WHAT TO WORK ON: Leave out the pictures and retype exactly the lines from the line with "Each instance of the rear door" through the end of the listing below.

RECORDS FOR PROCESSING:
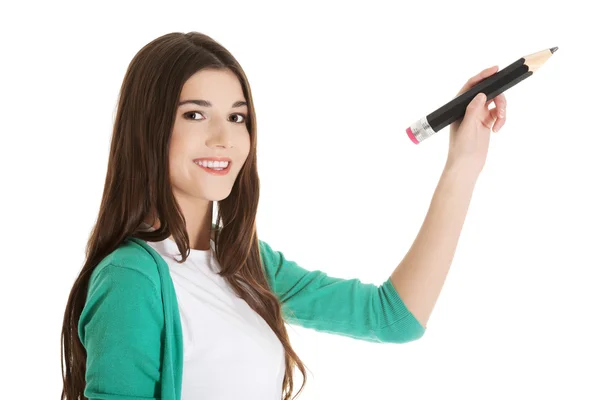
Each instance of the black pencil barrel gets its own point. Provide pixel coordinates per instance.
(491, 86)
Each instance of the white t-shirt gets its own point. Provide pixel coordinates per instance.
(229, 351)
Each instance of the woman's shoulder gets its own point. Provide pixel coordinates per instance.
(133, 255)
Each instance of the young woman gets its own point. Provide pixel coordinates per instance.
(169, 305)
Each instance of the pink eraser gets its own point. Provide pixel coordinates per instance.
(411, 136)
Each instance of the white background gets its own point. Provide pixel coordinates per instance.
(343, 189)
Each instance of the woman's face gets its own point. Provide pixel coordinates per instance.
(215, 128)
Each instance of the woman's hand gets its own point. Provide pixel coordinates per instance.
(470, 136)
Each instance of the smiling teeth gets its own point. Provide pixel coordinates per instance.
(214, 164)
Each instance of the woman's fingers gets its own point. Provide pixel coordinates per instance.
(478, 78)
(500, 103)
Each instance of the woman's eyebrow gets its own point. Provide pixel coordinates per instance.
(205, 103)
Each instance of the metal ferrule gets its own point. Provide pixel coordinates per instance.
(421, 129)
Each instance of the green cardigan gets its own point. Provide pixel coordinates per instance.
(131, 330)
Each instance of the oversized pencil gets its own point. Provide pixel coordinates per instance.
(492, 86)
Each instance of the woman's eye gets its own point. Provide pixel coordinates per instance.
(189, 114)
(241, 115)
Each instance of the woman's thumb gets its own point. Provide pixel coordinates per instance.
(475, 105)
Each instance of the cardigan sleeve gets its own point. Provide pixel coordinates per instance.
(347, 307)
(120, 327)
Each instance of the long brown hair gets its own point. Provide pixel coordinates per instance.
(137, 185)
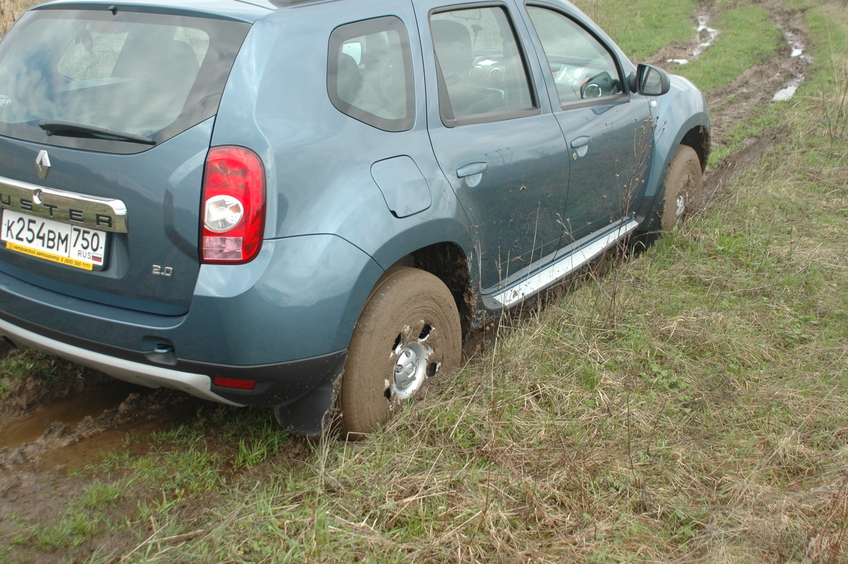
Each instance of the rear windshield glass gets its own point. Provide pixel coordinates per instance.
(115, 83)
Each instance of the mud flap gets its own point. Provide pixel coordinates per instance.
(312, 414)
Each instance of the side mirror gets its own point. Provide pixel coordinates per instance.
(649, 81)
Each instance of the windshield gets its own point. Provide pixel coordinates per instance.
(138, 75)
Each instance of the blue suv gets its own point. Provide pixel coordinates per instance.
(306, 205)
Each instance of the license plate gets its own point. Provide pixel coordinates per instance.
(51, 240)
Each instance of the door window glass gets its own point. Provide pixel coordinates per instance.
(369, 73)
(482, 71)
(582, 67)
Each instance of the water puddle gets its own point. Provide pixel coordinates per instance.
(705, 35)
(789, 89)
(134, 442)
(68, 411)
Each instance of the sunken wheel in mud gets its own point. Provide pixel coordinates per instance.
(408, 332)
(683, 187)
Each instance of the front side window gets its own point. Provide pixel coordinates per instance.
(482, 71)
(582, 68)
(369, 73)
(91, 79)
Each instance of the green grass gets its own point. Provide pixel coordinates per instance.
(643, 27)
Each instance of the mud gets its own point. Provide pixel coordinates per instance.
(48, 431)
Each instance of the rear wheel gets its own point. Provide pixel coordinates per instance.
(683, 187)
(408, 332)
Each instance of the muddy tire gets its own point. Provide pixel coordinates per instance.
(683, 188)
(408, 333)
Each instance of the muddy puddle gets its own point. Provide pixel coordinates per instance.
(66, 412)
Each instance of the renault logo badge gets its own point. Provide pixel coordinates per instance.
(42, 164)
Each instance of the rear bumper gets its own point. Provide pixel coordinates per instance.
(151, 376)
(276, 384)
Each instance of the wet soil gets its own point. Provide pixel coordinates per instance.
(49, 431)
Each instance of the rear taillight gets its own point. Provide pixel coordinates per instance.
(233, 206)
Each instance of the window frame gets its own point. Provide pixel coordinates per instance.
(359, 28)
(622, 96)
(445, 109)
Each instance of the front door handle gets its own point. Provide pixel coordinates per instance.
(471, 169)
(581, 144)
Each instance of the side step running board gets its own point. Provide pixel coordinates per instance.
(581, 255)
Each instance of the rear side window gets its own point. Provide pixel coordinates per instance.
(369, 73)
(140, 76)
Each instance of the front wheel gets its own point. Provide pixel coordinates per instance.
(408, 332)
(683, 187)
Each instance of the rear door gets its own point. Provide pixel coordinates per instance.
(494, 138)
(105, 121)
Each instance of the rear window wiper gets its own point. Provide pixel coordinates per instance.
(71, 129)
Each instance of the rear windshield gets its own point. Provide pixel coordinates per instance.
(109, 82)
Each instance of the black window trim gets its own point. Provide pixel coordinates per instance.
(445, 110)
(358, 28)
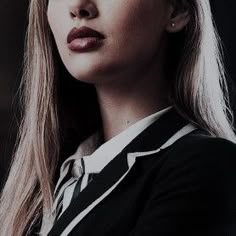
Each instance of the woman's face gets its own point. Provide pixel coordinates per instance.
(133, 31)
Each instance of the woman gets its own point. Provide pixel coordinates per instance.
(147, 108)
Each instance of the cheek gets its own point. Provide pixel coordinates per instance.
(136, 34)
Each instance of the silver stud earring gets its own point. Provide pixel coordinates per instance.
(173, 24)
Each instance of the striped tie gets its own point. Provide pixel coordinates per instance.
(79, 176)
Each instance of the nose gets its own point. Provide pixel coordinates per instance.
(83, 9)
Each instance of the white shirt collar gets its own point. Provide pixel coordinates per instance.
(97, 157)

RESPONSE TO THIS EXERCISE:
Each instance of the rear door gets its own point. Provide pixel coordinates per instance.
(494, 138)
(105, 121)
Each instance of the rear window wiper gets its own point. Provide pixel coordinates per instance.
(71, 129)
Each instance of the rear windshield gets its own point. Provide pixel coordinates per instance.
(109, 82)
Each instance of the black window trim gets its own point. Provide pixel coordinates per instance.
(445, 110)
(358, 28)
Each instance of the woman's face gets its own point. Provide pixel coordinates per instance.
(133, 31)
Each instance of the woman gets its own point. Provide pixel coordinates per instance.
(147, 108)
Each instance of the cheek gets its own point. Provide pixel coordinates per instance.
(136, 34)
Each instance of the silver stud earring gets its own point. Provide pixel coordinates per instance.
(173, 24)
Each instance of the striped tie gets its own point. Provide pixel coordinates per instance.
(79, 176)
Each instance of the nose gets its own point. Provide pixel coordinates per instance.
(83, 9)
Each instance of the white shirt collar gets its own point. Provide pixel coordinates per instance.
(97, 157)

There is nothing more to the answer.